• EXCERPT TO READ:
This interpolated or corrupt verse possibly comes from a variant list of the conspirators against the Smerdis (in l. 774 called Mardus), whom the Magian rebels planned to put in place of the real prince of that name, who was slain by his brother Cambyses. The name Maraphis does not occur elsewhere in connection with this event, and neither he nor Artaphrenes was ever king. Herodotus names Intaphernes as the chief conspirator against the false Smerdis. (Smyth 177 fn 1)

Esther Denouncing Haman to King Ahasuerus

Artabanus

Another discrepancy between Newton’s chronology and the currently accepted one concerns the figure of Artabanus:

[Xerxes I] Reigned almost twenty one years by the consent of all writers, and was murdered by Artabanus, captain of his guards; towards the end of winter, Anno Nabonass. 284 [= 464 BCE]. Artabanus Reigned seven months, and upon suspicion of treason against Xerxes, was slain by Artaxerxes Longimanus, the son of Xerxes. (Newton 354)

Modern historians accept that Artabanus, one of Xerxes’ foremost officials, assassinated Xerxes, but his motives and the subsequent sequence of events are disputed. He is not generally recognized as ever having sat upon the throne, even for a few months. Newton’s source for the claim that Artabanus reigned for seven months is Sextus Julius Africanus, a Christian historian, whose Chronographiai, a history of the world in five volumes, survives only in fragments. One of these, Fragment 70, was preserved by the Byzantine scholar George Syncellus, and is itself a fragment of the Aegyptiaca by the Egyptian priest and historian Manetho. Manetho placed Artabanus in the 27th Dynasty, which comprised the Persian rulers of Egypt from Cambyses to Darius II:

Manetho, Aegyptiaca (Fragment 70, Waddell 174-175)

Claudius Ptolemy

Claudius Ptolemy’s Royal Canon omits Maraphus, Artaphernes, Artabanus, Xerxes II and Sogdianus, and refers to Artaxerxes III and IV as Ωχος (Ōchos) and Ἀρωγος (Arōgos) respectively. It also assigns some reign lengths that are at odds with Newton’s chronology:

KingLength of Reign
Cyrus9
Cambyses II8
Darius I36
Xerxes21
Artaxerxes I41
Darius II19
Artaxerxes II46
Ōchos (Artaxerxes III)21
Arōgos (Artaxerxes IV)2
Darius III4

Depuydt 98

Shahnameh

Newton now turns to another source of information concerning the early history of the Persians: the Shahnameh, or Book of Kings, an epic poem written by the Persian poet Ferdowsi in the late 10th and early 11th centuries CE. The Shahnameh is Iran’s national epic. Ferdowsi’s principal source was a Pahlavi (Middle Persian) work, known as the Xwadāynāmag, or Book of Kings, which was written in the 7th century CE. Ferdowsi’s account of early Persian history is greatly at odds with what is accepted by today’s historians, and Newton is hard-pressed to reconcile it with his own chronology:

Ferdowsi (Tus, Iran)

• TASKS TO COMPLETE:
• a. In the excerpt on Newton's chronology of the Persian kings, which scholar preserved Fragment 70 of the Chronographiai of Sextus Julius Africanus?
• b. Summarize the excerpt on Newton's chronology of the Persian kings in two sentences.
• c. Write out the part of the excerpt on Newton's chronology of the Persian kings that begins at the words "Another discrepancy between" and stops after "Xerxes. (Newton 354)".

• DATASET EXCERPTS:
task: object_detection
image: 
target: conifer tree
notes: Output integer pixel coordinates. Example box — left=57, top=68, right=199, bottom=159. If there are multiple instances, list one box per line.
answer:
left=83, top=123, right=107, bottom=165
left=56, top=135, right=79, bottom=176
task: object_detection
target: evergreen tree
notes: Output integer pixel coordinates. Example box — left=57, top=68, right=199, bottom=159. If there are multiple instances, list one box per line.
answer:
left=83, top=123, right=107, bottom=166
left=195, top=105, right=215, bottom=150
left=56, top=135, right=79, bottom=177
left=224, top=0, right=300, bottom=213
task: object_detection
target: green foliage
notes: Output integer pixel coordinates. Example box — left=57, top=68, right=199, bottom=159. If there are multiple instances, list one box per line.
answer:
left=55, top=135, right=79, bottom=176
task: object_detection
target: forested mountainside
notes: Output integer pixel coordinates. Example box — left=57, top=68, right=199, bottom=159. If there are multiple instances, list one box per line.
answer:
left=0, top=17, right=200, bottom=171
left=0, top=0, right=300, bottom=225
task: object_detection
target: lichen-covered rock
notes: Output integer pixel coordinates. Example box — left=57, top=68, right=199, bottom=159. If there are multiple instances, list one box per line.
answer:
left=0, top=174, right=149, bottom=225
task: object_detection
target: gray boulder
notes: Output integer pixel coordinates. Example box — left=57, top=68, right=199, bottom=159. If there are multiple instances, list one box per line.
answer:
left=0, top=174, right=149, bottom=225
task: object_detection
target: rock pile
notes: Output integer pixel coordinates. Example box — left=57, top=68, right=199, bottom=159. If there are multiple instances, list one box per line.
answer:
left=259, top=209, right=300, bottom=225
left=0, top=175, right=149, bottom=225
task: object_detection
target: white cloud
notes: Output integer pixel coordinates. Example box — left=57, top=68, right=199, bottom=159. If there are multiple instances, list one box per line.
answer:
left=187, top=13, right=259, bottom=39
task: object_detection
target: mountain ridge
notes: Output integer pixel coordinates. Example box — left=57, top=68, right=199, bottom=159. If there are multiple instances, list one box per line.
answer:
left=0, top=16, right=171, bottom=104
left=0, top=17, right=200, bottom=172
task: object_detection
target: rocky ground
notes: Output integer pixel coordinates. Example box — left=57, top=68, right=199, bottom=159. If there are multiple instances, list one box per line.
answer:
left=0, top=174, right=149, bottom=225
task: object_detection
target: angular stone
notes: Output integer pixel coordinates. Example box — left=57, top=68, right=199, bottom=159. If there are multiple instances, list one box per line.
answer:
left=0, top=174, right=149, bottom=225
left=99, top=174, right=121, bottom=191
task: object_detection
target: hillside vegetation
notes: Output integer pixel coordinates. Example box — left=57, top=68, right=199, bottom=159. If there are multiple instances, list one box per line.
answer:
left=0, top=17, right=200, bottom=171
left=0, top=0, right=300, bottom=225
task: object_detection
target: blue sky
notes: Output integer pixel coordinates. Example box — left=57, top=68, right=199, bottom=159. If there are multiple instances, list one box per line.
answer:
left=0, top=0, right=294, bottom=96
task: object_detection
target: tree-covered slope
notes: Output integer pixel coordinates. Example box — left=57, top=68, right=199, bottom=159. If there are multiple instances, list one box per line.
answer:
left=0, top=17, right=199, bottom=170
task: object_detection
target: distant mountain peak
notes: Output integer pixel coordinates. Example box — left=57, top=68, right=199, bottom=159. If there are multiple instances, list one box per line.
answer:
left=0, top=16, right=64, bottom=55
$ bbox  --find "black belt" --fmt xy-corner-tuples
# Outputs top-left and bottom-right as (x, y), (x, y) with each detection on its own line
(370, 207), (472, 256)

• ANSWERS TO EACH TASK:
• a. The Byzantine scholar George Syncellus preserved it.

• b. Newton, following Sextus Julius Africanus, holds that Artabanus murdered Xerxes and reigned for seven months, while modern historians accept the assassination but do not generally recognize Artabanus as ever having sat on the throne. Claudius Ptolemy's Royal Canon omits several rulers and gives some reign lengths at odds with Newton's chronology, and Newton is hard-pressed to reconcile Ferdowsi's account of early Persian history in the Shahnameh with his own.

• c.
Another discrepancy between Newton’s chronology and the currently accepted one concerns the figure of Artabanus:

[Xerxes I] Reigned almost twenty one years by the consent of all writers, and was murdered by Artabanus, captain of his guards; towards the end of winter, Anno Nabonass. 284 [= 464 BCE]. Artabanus Reigned seven months, and upon suspicion of treason against Xerxes, was slain by Artaxerxes Longimanus, the son of Xerxes. (Newton 354)